▸ Actions to take:
1. Please list every person named in the comic review below.
2. Write the next paragraph of the comic review below, picking up after its final sentence.

▸ Text provided:
+ + + +
Review by Frank Plowright
Glory Owen is a young women with a hell of lot of problems in her life, and whenever she attempts to rectify matters, somehow she only manages to make things worse. Rick Remender ended She’s Got You with Glory being chased down by organ harvesters, having acquired the new liver she needed to save her father’s life. Now all she has to do is make it to Mexico and a surgeon able to transplant it without many of the people who want to see her dead catching up. In case there’s any doubt about how serious these people are, take a look at Bengal’s sample spread at what’s left of the family business.
What Glory has going in her favour is lifetime of experience living off-grid, and the friends she’s recently gathered. They’re strange, but not nearly as weird as the killers chasing her.
From the start escalation has been Remender’s primary concern and that continues throughout Glory’s run here. Every time it appears she’s caught a break, the screw is turned, although for the sake of the excitement the details are a little fudged. During one Mad Max-style chase sequence for instance, there’s no way the unbelievably massive vehicle would keep up, so Remender devises a solution. Drawing that chase is phenomenally complicated, yet Bengal manages the combination of movement and clarity for two impossibly paced chapters. Along the way he keeps every member of the cast distinguishable and manages to factor in the drawing of some classic cars.
+ + + +
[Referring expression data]
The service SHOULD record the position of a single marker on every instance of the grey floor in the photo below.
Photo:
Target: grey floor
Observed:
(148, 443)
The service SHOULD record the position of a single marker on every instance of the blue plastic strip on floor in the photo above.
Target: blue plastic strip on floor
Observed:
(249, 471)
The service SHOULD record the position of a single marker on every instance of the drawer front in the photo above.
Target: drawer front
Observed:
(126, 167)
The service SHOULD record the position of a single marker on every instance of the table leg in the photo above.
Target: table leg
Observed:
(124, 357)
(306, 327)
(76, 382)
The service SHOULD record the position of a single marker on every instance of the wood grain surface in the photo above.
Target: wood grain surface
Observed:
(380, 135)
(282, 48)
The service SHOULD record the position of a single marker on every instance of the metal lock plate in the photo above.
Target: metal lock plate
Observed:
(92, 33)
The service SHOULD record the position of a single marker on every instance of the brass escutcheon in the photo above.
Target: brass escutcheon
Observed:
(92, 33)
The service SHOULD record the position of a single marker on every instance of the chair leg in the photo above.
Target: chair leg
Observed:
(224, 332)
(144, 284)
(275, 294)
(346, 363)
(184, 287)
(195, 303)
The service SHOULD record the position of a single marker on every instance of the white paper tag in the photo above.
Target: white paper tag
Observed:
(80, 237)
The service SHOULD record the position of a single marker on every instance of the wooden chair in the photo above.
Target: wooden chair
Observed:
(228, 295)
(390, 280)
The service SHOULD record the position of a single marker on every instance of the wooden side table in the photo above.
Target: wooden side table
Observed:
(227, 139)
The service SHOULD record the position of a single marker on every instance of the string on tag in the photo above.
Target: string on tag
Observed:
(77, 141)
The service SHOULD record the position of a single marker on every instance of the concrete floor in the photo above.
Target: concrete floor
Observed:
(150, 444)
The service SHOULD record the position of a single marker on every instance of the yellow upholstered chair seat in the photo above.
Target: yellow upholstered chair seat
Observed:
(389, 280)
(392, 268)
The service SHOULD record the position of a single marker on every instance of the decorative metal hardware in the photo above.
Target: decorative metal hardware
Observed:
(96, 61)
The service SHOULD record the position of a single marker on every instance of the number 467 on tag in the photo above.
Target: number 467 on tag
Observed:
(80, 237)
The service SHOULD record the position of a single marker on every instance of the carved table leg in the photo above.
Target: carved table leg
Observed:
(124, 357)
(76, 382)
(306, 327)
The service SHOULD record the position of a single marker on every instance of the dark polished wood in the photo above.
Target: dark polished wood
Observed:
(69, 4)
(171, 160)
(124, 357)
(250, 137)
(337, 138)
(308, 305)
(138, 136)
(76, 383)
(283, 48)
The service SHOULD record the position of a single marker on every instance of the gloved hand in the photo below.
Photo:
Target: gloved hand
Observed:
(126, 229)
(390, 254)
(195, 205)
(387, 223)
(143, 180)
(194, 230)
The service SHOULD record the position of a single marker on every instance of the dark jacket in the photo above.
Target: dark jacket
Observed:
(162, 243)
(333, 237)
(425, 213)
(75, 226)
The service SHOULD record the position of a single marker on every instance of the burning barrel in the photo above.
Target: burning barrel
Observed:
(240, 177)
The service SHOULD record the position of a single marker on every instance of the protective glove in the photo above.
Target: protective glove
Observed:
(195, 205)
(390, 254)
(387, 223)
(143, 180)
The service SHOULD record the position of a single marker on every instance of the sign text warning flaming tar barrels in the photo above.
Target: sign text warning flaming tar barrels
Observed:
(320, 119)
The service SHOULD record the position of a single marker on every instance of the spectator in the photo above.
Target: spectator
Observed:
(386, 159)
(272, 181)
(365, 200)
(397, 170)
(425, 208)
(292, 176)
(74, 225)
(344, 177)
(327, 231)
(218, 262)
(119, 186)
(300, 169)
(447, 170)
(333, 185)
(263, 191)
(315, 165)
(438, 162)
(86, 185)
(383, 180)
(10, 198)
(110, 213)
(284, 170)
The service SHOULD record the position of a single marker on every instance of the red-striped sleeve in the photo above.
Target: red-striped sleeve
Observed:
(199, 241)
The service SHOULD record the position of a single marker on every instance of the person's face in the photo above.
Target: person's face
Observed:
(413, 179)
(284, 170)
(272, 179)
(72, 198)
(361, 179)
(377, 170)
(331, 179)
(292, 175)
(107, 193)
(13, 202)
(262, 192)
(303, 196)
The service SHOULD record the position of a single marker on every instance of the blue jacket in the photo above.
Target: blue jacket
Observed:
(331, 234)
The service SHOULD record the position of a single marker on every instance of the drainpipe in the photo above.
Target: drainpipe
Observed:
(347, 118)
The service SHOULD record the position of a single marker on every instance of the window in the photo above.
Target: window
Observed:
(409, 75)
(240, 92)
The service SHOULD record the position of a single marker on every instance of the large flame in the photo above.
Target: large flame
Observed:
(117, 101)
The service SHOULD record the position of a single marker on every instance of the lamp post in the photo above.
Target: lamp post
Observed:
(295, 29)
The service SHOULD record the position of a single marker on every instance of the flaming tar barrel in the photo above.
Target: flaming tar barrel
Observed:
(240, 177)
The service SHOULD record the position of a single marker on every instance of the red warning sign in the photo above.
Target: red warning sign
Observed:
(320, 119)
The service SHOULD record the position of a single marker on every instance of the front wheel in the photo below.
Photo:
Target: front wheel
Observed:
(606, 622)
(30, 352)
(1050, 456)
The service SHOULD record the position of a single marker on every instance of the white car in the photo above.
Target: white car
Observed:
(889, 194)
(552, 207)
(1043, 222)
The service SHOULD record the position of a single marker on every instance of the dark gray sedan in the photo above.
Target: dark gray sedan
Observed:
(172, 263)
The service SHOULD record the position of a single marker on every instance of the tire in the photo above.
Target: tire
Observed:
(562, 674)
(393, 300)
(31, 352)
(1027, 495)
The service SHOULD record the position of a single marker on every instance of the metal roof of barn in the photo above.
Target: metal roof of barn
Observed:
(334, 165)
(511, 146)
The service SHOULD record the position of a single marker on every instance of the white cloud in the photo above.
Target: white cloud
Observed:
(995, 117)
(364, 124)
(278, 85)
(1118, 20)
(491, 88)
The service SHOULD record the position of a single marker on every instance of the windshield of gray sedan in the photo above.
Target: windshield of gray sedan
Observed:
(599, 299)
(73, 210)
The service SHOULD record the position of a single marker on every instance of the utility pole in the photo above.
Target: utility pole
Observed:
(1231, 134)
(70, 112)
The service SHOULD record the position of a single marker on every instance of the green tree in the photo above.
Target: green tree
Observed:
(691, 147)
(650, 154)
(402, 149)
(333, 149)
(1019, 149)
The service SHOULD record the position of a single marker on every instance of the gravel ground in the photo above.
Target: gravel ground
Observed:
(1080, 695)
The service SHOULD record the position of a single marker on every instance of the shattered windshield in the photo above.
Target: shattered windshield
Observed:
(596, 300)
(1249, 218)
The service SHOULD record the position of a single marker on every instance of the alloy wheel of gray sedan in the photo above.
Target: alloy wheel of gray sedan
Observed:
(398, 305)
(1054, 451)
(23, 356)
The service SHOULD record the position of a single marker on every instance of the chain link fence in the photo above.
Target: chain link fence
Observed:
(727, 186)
+ + + +
▸ Results in order:
1. Frank Plowright, Glory Owen, Rick Remender, Bengal

2.
As with the first volume, a healthy sense of the absurd accompanies the adrenaline rush, such as the entire series of events being prompted by the desire for a big cock, although not in the way anyone one might imagine. And let’s not sully Glory’s name by connecting her with that, by the way.
Impossibly violent and unimaginably gratuitous, this is pulp fiction cranked up to an explosive max. You might even want to spring for the entire story in the single hardback Prestige Edition.